SHORT TASK
Reproduce each line exactly, including spacing and punctuation.
* Start GIVEN ENTRIES *
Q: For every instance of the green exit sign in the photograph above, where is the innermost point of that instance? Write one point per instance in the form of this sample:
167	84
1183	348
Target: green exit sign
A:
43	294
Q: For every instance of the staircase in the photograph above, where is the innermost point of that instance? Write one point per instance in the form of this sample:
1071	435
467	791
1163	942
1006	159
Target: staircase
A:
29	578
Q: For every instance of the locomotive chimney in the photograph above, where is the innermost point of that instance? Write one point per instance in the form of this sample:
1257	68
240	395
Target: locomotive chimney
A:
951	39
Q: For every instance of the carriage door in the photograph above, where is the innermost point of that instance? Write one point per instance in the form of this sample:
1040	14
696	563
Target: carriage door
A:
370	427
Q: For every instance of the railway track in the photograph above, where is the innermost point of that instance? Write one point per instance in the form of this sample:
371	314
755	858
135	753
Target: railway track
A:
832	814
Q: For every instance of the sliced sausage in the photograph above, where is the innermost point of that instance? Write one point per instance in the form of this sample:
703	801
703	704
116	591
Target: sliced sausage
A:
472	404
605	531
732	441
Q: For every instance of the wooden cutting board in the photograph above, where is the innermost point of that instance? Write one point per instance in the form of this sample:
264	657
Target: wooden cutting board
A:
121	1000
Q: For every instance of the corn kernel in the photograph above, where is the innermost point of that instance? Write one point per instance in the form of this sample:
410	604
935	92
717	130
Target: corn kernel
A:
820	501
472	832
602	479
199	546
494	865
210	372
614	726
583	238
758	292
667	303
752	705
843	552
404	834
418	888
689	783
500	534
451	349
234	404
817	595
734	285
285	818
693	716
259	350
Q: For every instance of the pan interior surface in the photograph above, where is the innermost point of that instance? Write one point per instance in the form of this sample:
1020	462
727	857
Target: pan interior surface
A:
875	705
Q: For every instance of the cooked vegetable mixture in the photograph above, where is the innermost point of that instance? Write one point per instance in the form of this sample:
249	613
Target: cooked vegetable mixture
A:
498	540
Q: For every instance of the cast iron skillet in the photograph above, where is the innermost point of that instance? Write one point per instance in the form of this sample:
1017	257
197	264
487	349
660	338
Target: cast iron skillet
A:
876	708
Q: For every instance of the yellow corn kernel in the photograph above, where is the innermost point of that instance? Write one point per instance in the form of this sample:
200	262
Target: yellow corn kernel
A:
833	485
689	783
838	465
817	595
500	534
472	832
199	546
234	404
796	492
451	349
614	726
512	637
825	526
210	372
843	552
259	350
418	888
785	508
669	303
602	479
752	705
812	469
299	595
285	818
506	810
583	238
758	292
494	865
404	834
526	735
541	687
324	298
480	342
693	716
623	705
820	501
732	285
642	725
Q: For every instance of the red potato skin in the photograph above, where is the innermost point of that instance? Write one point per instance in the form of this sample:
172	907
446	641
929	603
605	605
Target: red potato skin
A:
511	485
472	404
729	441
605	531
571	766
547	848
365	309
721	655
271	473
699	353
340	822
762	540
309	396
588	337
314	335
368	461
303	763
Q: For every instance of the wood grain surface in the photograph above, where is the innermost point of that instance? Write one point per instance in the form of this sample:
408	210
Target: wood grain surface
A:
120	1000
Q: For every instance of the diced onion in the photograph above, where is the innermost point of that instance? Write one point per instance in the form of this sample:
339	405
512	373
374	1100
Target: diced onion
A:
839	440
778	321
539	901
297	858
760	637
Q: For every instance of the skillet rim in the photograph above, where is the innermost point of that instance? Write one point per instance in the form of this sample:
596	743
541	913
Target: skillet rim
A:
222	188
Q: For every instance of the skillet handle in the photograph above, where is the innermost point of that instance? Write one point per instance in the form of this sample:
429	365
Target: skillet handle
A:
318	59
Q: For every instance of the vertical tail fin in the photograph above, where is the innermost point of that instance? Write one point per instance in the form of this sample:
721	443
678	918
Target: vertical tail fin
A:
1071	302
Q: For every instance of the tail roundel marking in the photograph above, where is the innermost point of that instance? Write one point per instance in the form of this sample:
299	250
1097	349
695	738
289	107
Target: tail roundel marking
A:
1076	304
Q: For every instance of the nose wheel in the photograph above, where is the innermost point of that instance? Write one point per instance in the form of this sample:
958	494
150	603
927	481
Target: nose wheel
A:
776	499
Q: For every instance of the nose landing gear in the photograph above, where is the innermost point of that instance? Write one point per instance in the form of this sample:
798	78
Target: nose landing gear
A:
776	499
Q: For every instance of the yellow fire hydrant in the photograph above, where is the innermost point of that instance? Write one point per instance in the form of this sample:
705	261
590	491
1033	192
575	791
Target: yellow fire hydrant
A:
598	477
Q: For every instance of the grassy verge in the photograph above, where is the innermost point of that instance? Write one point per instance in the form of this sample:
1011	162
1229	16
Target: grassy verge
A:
* End GIVEN ENTRIES *
EXERCISE OUTPUT
Q: For every instance of the green exit sign in the photograph above, where is the innermost point of that instance? Write one point per instance in the form of this sample:
167	84
1183	348
Target: green exit sign
A:
43	294
Q: For every instance of the staircase in the photograph above, where is the innermost point of that instance? Write one point per instance in the form of this sample:
1071	435
467	791
1163	942
1006	159
Target: staircase
A:
29	578
Q: For every instance of the locomotive chimney in the photograph above, where is the innermost point of that instance? Write one point per instance in the form of this sample:
1257	68
240	395
Target: locomotive chimney
A:
951	39
Q: For every instance of the carriage door in the photograph above, where is the innermost point of that instance? Write one point per instance in the form of this sample:
1040	14
696	563
Target: carriage door
A:
370	427
Q: For every instance of the railway track in the photograph above, where is the innermost point of that instance? Write one point per instance in the form of this sample:
371	314
755	858
135	753
Target: railway track
A:
832	814
Q: For every instance of the sliced sausage in the photograph above, where is the innermost point of that instance? Write one point per instance in the form of this sample:
703	801
703	704
116	591
Target: sliced sausage
A:
472	404
605	531
732	441
Q: For every instance of the wooden cutting board in the photograph above, where is the innermost point of that instance? Write one point per instance in the form of this sample:
264	657
Target: wooden cutting board
A:
121	1000
Q: For every instance of the corn kernel in the photograph above, where is the innermost point of that instance? Write one point per instance in the form of this sample:
410	604
935	92
717	130
Target: corn kernel
A:
820	501
472	832
602	479
199	546
494	865
210	372
614	726
583	238
758	292
667	303
752	705
843	552
404	834
418	888
689	783
500	534
451	349
234	404
817	595
734	285
285	818
693	716
259	350
Q: For every instance of the pan interior surface in the photograph above, where is the innermost point of that instance? Write one point per instance in the form of this sample:
1020	462
727	857
Target: pan interior surface
A:
875	705
Q: For every instance of the cooked vegetable mixture in the photograph above, where is the innermost point of that instance? Write one point per instance in the form of this sample:
249	613
Target: cooked vegetable mixture
A:
498	540
Q: For every instance of the cast iron skillet in the photograph above, where is the innermost point of that instance? Write one point per instance in the form of this sample:
1017	257
197	264
487	349
660	338
Target: cast iron skillet
A:
876	708
Q: For every instance of the yellow corn kernel in the photograph above, where is the innermost point of that instance? Write one point per instance in the form of this sample:
200	262
Target: yellow corn kernel
A:
833	485
689	783
838	465
817	595
500	534
472	832
199	546
234	404
796	492
451	349
614	726
512	637
825	526
210	372
843	552
259	350
418	888
785	508
669	303
602	479
752	705
812	469
299	595
285	818
506	810
583	238
758	292
494	865
404	834
526	735
541	687
324	298
480	342
693	716
623	705
820	501
732	285
642	725
Q: For every instance of the red potato skin in the photograph above, where is the innermost point of that instance? Write one point per instance in the form of this sample:
172	907
446	641
929	603
605	605
Target: red potato skin
A:
511	485
472	404
729	441
605	531
571	766
547	848
365	309
721	655
271	473
699	353
340	822
762	540
309	396
588	337
314	335
368	461
303	763
Q: For every instance of the wood grain surface in the photograph above, where is the innermost point of that instance? Write one point per instance in the form of this sample:
408	210
Target: wood grain surface
A:
120	1000
Q: For every instance of the diced onion in the photograph above, where is the innermost point of that instance? Write one point per instance in the form of this sample:
339	405
512	373
374	1100
Target: diced onion
A:
839	440
778	321
539	901
297	858
760	637
Q: For every instance of the skillet rim in the photograph above, where is the innermost point of that instance? Write one point per instance in the form of this sample:
596	743
541	913
Target: skillet rim
A:
222	188
Q: For every instance of the skillet handle in the photograph above, where is the innermost point of that instance? Write one point per instance in the form of this sample:
429	365
Target: skillet handle
A:
318	59
Q: For every instance of the vertical tail fin in the photograph above, where is the innermost point of that instance? Write one point per instance in the form of this sample:
721	443
678	918
Target: vertical tail fin
A:
1071	302
Q: For every instance of the tail roundel marking in the photograph above, where is the innermost point of that instance? Write one point per instance in the form of this sample:
299	250
1097	349
695	738
289	107
Target: tail roundel marking
A:
1076	304
Q: For every instance of the nose wheel in the photograph above, where is the innermost point of that instance? Write one point per instance in the form of this sample:
958	494
150	603
927	481
Target: nose wheel
A:
776	499
Q: For every instance of the nose landing gear in the photograph above, where is the innermost point of that instance? Write one point per instance in the form of this sample:
798	78
Target: nose landing gear
A:
776	499
Q: For every instance of the yellow fire hydrant in the photograph above, where is the innermost point of that instance? Write one point per instance in the form of this sample:
705	261
590	491
1033	192
575	791
Target: yellow fire hydrant
A:
598	477
Q: For every instance of the grassy verge in the photograph above, where is the innermost point of that instance? Write one point per instance in the form of this sample:
1011	162
1229	16
Target: grassy verge
A:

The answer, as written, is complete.